**WORK TO DO**
Extract exactly the range of lines bounded by the line containing "Reviewer note: confirm that each instance of the charred" and the final line of the listing, both ends included, and no other lines.
=== INPUT RECORDS ===
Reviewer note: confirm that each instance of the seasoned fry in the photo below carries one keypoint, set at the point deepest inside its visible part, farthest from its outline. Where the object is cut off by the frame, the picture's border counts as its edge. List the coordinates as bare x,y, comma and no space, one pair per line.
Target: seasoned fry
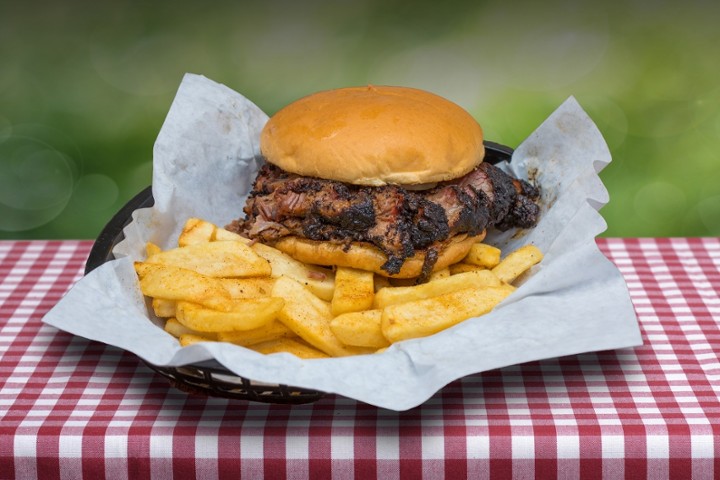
308,316
483,255
445,272
246,314
163,307
221,234
464,267
215,259
394,295
219,286
248,287
271,331
517,262
289,345
360,329
196,231
177,329
354,290
319,281
427,317
174,283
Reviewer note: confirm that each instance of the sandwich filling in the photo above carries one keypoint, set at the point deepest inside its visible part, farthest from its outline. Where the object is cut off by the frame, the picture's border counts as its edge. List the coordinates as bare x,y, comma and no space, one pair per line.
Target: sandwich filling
398,221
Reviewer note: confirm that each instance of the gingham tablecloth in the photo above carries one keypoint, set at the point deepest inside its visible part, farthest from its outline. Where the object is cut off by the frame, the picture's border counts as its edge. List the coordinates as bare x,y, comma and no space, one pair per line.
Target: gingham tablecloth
71,407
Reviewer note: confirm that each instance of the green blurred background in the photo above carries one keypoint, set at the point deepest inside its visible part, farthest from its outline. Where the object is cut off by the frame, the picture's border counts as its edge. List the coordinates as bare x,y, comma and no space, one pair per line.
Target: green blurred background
84,89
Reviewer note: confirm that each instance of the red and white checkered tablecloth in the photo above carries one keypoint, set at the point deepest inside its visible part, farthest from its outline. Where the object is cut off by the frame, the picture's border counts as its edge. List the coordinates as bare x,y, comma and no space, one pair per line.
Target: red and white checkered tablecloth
71,407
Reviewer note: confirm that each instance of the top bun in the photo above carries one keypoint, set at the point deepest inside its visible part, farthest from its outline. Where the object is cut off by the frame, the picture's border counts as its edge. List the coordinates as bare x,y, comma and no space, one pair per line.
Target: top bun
374,135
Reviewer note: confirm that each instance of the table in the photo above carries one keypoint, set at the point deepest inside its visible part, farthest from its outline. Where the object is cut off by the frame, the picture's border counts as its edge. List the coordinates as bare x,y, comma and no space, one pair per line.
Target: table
71,407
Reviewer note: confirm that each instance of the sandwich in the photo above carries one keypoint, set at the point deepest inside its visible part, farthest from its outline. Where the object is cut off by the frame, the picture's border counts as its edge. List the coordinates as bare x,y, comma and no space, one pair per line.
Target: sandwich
380,178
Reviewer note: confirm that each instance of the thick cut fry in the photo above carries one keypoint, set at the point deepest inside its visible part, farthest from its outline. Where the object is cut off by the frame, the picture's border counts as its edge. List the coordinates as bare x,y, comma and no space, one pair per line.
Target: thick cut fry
222,234
216,259
177,329
247,314
308,316
360,329
174,283
191,339
248,287
196,231
151,249
354,290
445,272
320,281
163,308
427,317
289,345
271,331
394,295
381,282
483,255
517,262
464,267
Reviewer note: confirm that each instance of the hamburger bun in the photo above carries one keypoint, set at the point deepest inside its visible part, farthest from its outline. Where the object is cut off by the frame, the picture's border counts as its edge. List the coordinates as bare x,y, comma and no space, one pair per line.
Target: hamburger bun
374,135
365,256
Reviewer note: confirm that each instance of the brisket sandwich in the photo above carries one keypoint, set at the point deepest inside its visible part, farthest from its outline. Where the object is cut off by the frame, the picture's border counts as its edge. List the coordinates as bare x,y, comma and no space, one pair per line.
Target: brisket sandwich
386,179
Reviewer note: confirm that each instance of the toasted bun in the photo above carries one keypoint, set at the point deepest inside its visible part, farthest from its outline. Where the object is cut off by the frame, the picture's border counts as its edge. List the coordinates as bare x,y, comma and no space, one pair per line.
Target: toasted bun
365,256
374,136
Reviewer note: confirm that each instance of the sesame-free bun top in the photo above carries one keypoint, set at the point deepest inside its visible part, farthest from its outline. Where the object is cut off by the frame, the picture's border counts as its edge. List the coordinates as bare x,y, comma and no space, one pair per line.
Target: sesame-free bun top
374,135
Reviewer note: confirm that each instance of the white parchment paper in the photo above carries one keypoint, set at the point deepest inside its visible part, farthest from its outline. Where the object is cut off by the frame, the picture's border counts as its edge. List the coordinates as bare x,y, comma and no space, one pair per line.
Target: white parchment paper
205,159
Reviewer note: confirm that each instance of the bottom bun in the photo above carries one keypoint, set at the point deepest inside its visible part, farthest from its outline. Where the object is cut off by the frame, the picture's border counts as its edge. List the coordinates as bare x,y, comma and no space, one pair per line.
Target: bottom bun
365,256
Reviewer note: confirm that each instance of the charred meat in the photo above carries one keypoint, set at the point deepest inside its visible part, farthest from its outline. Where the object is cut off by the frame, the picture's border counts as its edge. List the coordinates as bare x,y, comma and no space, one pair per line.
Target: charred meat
397,221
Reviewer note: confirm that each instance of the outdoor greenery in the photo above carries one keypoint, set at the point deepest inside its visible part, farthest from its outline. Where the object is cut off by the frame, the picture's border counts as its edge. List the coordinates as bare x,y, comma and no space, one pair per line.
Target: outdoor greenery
84,89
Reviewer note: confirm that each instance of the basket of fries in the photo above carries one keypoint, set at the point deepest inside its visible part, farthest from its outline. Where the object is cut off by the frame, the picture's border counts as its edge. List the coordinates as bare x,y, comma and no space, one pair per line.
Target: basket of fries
===
**RESPONSE TO THIS EXERCISE**
Reviewer note: confirm that each instance of the charred meat in the photo above carries one keypoint, set at the point deepest inside its visible part, farthest from its outline. Where the object is cut off by the frame, the picture's border counts as its edge. List the coordinates as bare x,y, comma and no space, one pair per line.
Target: charred meat
397,221
Reviewer note: confirm that each instance of the outdoor greenery in the photo above carries one keypoint, set at the point deepest inside its visible part, farthest from its outline. Where the object is cut off by the frame, the picture's border counts as its edge. List the coordinates as bare x,y, comma and no space, one pair per line.
Target: outdoor greenery
84,89
Reviewer note: confirm that each instance of the basket of fries in the photo above carries one keypoint, set at the point deepest inside its visible part, farthest from its outline. Where the object is cut off by the frame, the picture's border counts as its edge. List the coordinates as bare x,y, comma and no space, one pair per line.
Target: basket of fries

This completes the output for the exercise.